### DOCUMENT EXCERPT:
========================================
Let's learn about her and her creations.
Well, today I'm talking with Martha Rosenfeld, who's the president of Signature Artists in Kalamazoo.
They've been an active part of the Kalamazoo visual arts landscape for over 40 years, and Martha is a visual artist.
Thank you so much for talking with me here today.
- Thank you for inviting me.
- So you have a solo exhibit.
It's gonna be happening at the Carnegie Center for Arts in Three Rivers, I mean, wow.
It's entitled "Three: Decades/Places/Media."
Tell me a little bit about this.
- It's a partial retrospective, but showcasing a bunch of my current work, which hasn't been exhibited yet.
So I'm currently a fiber artist.
I design and make hooked rugs, which is kind of an old 19th century craft technique, but I'm doing contemporary things with it.
But before that, I was a potter and sculptor for a really long time, and that was the main part of my career.
And I also did some mixed media work on paper.
- And tell me about the history of rug hooking.
- The history is a little obscure, but I don't think it dates back very far.
It's mainly from the 19th century and it was a thrifty craft using burlap feed sacks as a foundation and basically mill ends and scraps and clothing.
So kind of like quilting.
It was a way to do a lot with a little, and for people who couldn't afford Persian carpets, it was a way to create warm floor coverings for their homes with the materials they had on hand.
- You know, yours are beautiful.
I mean, I've never seen rugs like yours or they're really, I mean, wall hangings.
I could never imagine stepping on them, but like, do you dye your own yarn?
- I have some props here.
Here are some examples of some of the wool that I use.
So you can see this has sort of a light plaid to it.
This is a boulder plaid.
So yeah, so what happens is you cut them up.
So this is a pale yellow that's been cut up into little quarter inch strips.
And so what happens with a plaid when you cut it up, it breaks up the plaid and you get a more random assortment of the colors that are within the fabric.
And then we have a tool, this is my favorite hook.
They come with different gauges of hook and different shapes and sizes of handles, but I like this one.
And we're basically pulling up loops of the fabric through a foundation cloth.
Made with 100% wool and a linen foundation, these rugs can actually stand up to foot traffic for decades.
They'll outlast me for sure.
- What does creating, like, what does art do for you?
- I love doing things with my hands.
I love making something.
And I think so many of us live in our heads so much of the time, we're reading, we're thinking, we're working with our brains.
Making something, creating something with my hands gives me a way to connect my head to my body, to my heart in a way, it sort of integrates everything where you're not just working with your head, you're not just doing something mindless, it's a way to pull everything together.
I don't know what my life would be like without thinking around with some little creative project at all times.
- And you teach, you say, at the Kalamazoo Institute of Arts.
What do those classes look like?
Like what does the student walk away with?
- So those are fun.
========================================
### RECORDS PROVIDED:
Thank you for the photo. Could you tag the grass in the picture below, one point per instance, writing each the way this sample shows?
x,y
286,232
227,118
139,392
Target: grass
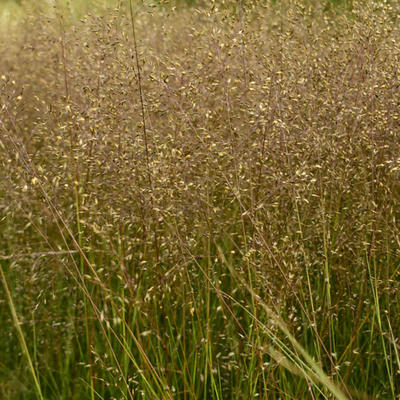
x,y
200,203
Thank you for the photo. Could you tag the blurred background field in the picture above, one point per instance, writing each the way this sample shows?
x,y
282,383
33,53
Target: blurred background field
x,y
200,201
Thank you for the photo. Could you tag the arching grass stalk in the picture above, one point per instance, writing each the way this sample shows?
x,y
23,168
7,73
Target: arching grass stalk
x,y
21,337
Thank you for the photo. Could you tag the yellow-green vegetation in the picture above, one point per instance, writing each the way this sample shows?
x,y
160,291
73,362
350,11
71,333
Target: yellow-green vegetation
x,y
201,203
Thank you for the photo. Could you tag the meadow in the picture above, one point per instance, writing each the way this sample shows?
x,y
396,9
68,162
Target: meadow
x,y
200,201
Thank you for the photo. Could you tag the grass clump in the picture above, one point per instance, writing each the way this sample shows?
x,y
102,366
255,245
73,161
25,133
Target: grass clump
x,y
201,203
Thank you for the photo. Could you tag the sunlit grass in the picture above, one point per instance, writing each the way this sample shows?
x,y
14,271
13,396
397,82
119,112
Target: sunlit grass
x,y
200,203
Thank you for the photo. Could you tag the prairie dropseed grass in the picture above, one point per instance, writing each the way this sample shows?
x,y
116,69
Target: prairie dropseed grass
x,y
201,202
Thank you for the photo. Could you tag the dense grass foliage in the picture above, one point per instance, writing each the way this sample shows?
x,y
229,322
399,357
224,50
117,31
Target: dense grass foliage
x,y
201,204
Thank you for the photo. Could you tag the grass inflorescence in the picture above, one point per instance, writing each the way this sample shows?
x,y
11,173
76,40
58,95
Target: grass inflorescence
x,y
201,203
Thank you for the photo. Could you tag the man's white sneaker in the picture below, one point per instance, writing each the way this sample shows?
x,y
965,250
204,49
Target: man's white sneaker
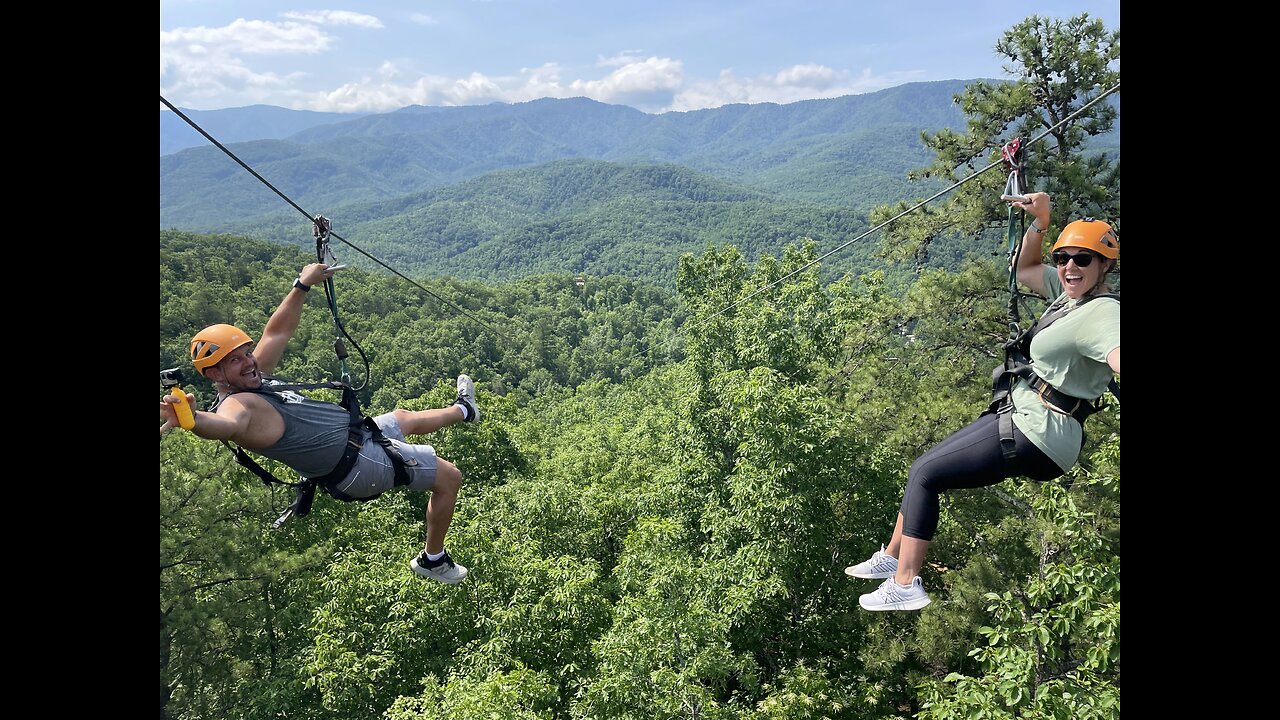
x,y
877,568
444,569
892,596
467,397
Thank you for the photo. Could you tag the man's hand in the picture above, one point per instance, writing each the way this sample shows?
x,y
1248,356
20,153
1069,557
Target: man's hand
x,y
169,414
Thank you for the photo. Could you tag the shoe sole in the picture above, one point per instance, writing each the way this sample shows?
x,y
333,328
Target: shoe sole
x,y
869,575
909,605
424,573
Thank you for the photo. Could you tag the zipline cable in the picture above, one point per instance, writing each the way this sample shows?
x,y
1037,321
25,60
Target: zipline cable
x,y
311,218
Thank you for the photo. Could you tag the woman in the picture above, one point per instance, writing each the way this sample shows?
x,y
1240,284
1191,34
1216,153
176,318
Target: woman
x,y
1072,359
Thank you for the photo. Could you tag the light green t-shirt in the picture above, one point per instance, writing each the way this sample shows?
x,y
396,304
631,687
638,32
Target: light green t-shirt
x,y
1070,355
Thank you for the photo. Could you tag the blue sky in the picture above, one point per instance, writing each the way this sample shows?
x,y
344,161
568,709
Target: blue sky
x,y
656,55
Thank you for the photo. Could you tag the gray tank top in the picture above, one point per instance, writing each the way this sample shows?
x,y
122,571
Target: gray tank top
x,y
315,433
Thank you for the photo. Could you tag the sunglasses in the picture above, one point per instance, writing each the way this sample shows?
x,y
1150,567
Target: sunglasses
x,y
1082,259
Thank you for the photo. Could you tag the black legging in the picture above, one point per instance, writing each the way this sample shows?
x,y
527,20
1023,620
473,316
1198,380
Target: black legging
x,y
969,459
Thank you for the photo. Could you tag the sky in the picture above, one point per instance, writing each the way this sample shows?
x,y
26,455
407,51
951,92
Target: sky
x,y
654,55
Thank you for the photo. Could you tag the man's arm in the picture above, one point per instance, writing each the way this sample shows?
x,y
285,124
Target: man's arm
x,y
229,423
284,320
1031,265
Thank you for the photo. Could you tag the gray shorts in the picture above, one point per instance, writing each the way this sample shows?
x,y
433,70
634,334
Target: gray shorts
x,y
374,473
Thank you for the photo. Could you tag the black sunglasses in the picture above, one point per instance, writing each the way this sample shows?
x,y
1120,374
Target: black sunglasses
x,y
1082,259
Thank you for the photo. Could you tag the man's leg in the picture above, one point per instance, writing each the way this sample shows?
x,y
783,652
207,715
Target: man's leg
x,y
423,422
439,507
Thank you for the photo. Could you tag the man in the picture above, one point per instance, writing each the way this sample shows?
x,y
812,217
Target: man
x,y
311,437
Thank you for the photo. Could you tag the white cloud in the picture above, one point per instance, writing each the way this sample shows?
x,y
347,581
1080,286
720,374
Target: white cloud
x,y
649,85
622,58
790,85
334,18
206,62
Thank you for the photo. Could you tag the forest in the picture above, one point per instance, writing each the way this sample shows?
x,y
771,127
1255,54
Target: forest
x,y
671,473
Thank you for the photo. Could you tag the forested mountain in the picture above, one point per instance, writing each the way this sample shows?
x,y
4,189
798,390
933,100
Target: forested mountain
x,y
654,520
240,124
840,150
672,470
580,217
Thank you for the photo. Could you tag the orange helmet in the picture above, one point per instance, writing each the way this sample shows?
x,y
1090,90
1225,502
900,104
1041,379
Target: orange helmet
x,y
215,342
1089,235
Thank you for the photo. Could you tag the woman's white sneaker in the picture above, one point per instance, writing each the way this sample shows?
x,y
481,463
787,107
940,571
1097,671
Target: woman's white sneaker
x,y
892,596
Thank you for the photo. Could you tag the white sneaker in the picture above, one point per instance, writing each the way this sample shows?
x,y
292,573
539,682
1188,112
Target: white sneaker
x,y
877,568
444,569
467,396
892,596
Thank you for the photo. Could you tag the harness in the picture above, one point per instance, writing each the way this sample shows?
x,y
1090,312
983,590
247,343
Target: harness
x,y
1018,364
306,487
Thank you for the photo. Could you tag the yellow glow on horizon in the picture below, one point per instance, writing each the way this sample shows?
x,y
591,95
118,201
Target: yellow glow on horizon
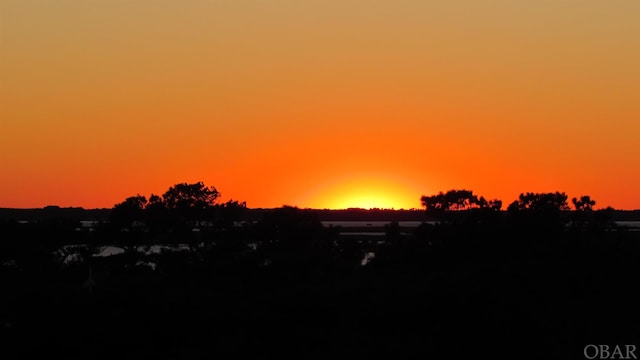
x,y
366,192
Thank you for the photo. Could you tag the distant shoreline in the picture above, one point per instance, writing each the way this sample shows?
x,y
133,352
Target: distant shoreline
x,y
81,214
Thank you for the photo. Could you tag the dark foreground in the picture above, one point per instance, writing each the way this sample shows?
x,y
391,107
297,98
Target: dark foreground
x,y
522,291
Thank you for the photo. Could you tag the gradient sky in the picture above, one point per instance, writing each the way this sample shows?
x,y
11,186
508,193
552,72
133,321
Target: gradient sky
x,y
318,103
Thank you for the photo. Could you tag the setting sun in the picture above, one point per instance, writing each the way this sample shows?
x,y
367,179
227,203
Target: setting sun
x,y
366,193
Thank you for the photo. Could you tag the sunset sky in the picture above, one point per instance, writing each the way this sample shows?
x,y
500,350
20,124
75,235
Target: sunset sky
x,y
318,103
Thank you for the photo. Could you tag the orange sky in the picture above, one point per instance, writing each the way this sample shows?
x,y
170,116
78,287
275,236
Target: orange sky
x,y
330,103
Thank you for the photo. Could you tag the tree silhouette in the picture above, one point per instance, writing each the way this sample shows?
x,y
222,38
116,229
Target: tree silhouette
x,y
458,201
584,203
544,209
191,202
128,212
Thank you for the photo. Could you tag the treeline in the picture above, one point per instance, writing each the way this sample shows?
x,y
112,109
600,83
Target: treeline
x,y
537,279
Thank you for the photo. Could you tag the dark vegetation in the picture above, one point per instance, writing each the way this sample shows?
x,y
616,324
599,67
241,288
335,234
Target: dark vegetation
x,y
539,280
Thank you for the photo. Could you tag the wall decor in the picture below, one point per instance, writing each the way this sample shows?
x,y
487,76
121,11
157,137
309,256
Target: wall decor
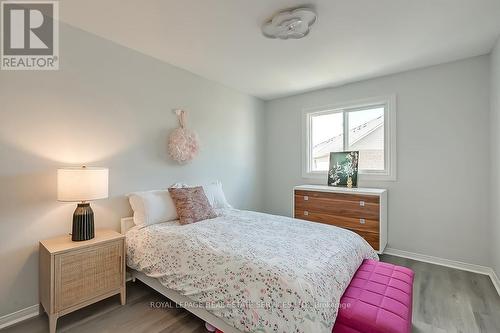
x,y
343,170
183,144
========================================
### PROBLEM SET:
**1)** List the materials that, according to the interview, were used to make hooked rugs in the 19th century.
**2)** Rewrite the interview passage from "- I love doing" down to "pull everything together.", putting "fingers" wherever "hands" appears.
**3)** Using the interview, mark each statement yes or no, and quote the words that decide it.
(a) The solo exhibit will take place at the Carnegie Center for Arts in Three Rivers.
(b) Signature Artists has been part of the Kalamazoo visual arts landscape for less than 20 years.
(c) The rugs described have a cotton foundation.

### RESPONSES BY TASK:
**1)** burlap feed sacks, mill ends, scraps, clothing

**2)**
- I love doing things with my fingers.
I love making something.
And I think so many of us live in our heads so much of the time, we're reading, we're thinking, we're working with our brains.
Making something, creating something with my fingers gives me a way to connect my head to my body, to my heart in a way, it sort of integrates everything where you're not just working with your head, you're not just doing something mindless, it's a way to pull everything together.

**3)**
(a) Yes: "It's gonna be happening at the Carnegie Center for Arts in Three Rivers"
(b) No: "They've been an active part of the Kalamazoo visual arts landscape for over 40 years"
(c) No: "Made with 100% wool and a linen foundation"